▶ Information shown:
******************************

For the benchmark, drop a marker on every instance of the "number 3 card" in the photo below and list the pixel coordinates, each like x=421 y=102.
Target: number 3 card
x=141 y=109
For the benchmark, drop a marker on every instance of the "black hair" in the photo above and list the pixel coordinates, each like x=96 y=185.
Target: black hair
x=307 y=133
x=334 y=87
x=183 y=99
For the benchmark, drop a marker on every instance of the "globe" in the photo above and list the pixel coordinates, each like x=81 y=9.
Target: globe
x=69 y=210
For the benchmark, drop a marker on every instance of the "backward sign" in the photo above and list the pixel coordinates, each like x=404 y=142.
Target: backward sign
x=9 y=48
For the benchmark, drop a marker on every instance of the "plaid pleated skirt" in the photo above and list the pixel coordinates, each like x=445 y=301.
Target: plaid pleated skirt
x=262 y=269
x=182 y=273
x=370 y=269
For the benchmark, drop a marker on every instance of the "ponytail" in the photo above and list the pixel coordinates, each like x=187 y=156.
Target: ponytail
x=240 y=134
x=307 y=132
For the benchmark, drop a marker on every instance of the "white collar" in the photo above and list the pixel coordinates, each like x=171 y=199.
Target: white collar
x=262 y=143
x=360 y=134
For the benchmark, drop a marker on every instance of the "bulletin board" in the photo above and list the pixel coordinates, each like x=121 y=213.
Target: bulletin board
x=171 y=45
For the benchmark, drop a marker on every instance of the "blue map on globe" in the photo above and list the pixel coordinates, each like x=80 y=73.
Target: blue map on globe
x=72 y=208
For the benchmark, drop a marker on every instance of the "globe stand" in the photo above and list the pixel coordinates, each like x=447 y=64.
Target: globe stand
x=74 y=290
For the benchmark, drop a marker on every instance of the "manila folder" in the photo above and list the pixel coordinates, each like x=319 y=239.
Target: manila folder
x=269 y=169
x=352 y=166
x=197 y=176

******************************

▶ Your objective:
Copy out each line exactly.

▶ Solution to the problem:
For the benchmark, drop a marker on every instance of the "number 3 card" in the photo below and list the pixel coordinates, each like x=421 y=102.
Target: number 3 card
x=141 y=109
For the benchmark, drop a marker on every instance of the "black hair" in the photo above and list the pixel coordinates, each like x=96 y=185.
Target: black hair
x=307 y=133
x=334 y=87
x=183 y=99
For the benchmark, drop a marker on every instance of the "globe" in the photo above and list the pixel coordinates, each like x=81 y=9.
Target: globe
x=69 y=210
For the benchmark, drop a marker on every instance of the "backward sign" in the photo above and list the pixel coordinates, each like x=404 y=142.
Target: backward sign
x=9 y=48
For the benchmark, drop a marker on every instance of the "plaid pleated skirt" in the photo above and list the pixel coordinates, each like x=445 y=301.
Target: plaid pleated skirt
x=262 y=269
x=182 y=273
x=370 y=269
For the benchmark, drop a marker on every instance of the "ponytail" in the photo above and list the pixel coordinates, each like x=187 y=156.
Target: ponytail
x=240 y=134
x=307 y=132
For the benchmark, drop a marker on every instance of the "white collar" in the photo above and list the pixel coordinates, each like x=171 y=199.
Target: white collar
x=262 y=143
x=360 y=134
For the benchmark, drop a marker on every instance of the "bulletin board" in the photo above and list the pixel coordinates, each like x=121 y=213.
Target: bulletin board
x=171 y=45
For the benchmark, drop a marker on every instance of the "blue map on globe" in the photo above and list the pixel coordinates, each like x=80 y=73.
Target: blue map on globe
x=72 y=208
For the benchmark, drop a marker on every instance of the "globe stand" in the photo above and list the pixel coordinates, each like x=447 y=64.
Target: globe stand
x=74 y=290
For the benchmark, drop a marker on every instance of the "manila folder" in the photo above and list the pixel coordinates, each like x=319 y=239.
Target: manila folder
x=269 y=169
x=352 y=166
x=197 y=176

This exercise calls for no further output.